* **EXTRACTED INFORMATION**:
— Begin —

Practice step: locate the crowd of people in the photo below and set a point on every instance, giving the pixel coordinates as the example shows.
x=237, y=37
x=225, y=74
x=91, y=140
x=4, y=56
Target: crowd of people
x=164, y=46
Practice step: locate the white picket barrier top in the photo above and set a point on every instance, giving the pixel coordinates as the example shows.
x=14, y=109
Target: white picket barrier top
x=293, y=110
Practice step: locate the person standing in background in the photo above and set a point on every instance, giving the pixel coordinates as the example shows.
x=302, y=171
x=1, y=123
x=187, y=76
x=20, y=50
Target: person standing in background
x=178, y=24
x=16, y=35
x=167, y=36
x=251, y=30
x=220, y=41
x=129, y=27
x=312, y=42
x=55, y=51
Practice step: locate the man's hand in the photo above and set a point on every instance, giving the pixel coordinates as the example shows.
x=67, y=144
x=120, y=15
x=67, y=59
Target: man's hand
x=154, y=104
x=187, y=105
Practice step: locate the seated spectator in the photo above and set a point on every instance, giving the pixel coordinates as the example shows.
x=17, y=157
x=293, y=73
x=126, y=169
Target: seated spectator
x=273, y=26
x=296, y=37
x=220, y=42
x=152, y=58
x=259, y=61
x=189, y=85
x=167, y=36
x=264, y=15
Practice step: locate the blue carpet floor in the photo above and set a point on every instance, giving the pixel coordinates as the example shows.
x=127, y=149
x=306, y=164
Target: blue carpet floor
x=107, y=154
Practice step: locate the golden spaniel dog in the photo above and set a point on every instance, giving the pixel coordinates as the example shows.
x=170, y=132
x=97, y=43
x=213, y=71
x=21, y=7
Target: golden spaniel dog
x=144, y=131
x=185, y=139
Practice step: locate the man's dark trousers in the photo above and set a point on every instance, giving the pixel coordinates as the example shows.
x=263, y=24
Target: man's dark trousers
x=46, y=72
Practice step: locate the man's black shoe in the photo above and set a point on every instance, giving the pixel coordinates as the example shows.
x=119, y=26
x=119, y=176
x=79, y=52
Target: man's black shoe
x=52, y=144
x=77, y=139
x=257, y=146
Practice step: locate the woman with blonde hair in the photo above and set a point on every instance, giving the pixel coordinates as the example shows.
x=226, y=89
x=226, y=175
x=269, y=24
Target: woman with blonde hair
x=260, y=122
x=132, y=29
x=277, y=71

— End —

* **GIVEN REQUEST**:
Retype all of the data above verbatim, line for line.

* **OUTPUT OF THE EXERCISE**:
Practice step: locate the crowd of people in the photo below and set a point on every instance, giving the pixel coordinates as the example shows.
x=237, y=37
x=225, y=74
x=91, y=140
x=4, y=56
Target: crowd of people
x=164, y=46
Practice step: locate the white picket barrier top in the photo above and set a point on every instance, giving the pixel coordinates as the example shows.
x=14, y=109
Target: white picket barrier top
x=293, y=110
Practice step: locate the person standing in background in the photo above and set a point on every instance, giving the pixel coordinates as the example shows.
x=302, y=171
x=1, y=123
x=187, y=76
x=20, y=50
Target: person standing in background
x=178, y=24
x=16, y=35
x=167, y=36
x=251, y=30
x=220, y=41
x=129, y=27
x=312, y=42
x=55, y=51
Practice step: locate the man's hand in the photo above and set a point on every instance, giving the pixel coordinates as the example shows.
x=67, y=144
x=120, y=15
x=67, y=59
Target: man's hand
x=154, y=104
x=187, y=105
Practice step: locate the seated spectator in the photo above and set a point on every instance, giving the pixel coordinates as the example shows.
x=17, y=157
x=293, y=73
x=126, y=169
Target: seated spectator
x=273, y=26
x=296, y=37
x=220, y=42
x=152, y=58
x=259, y=61
x=189, y=85
x=167, y=36
x=264, y=15
Practice step: locate the blue carpet floor in the photo above and set a point on every instance, giving the pixel coordinates as the example shows.
x=127, y=149
x=306, y=164
Target: blue carpet floor
x=107, y=154
Practice step: locate the golden spaniel dog in the photo above and set a point on every instance, giving the pixel coordinates as the example shows.
x=170, y=132
x=97, y=43
x=213, y=71
x=21, y=7
Target: golden spaniel dog
x=144, y=131
x=185, y=139
Practice step: locate the man's dark trousers in the photo above and set a point on every instance, giving the pixel coordinates as the example shows.
x=263, y=24
Target: man's dark trousers
x=46, y=72
Practice step: locate the man's black shoe in the photo above and set a point on every instance, giving the pixel coordinates as the example shows.
x=119, y=26
x=119, y=176
x=79, y=52
Target: man's black shoe
x=52, y=144
x=77, y=139
x=257, y=146
Practice step: locate the woman with blonde hair in the photo above and set a point on every instance, giving the pixel coordinates as the example shows.
x=226, y=89
x=226, y=175
x=269, y=24
Target: woman with blonde hair
x=260, y=122
x=132, y=29
x=277, y=71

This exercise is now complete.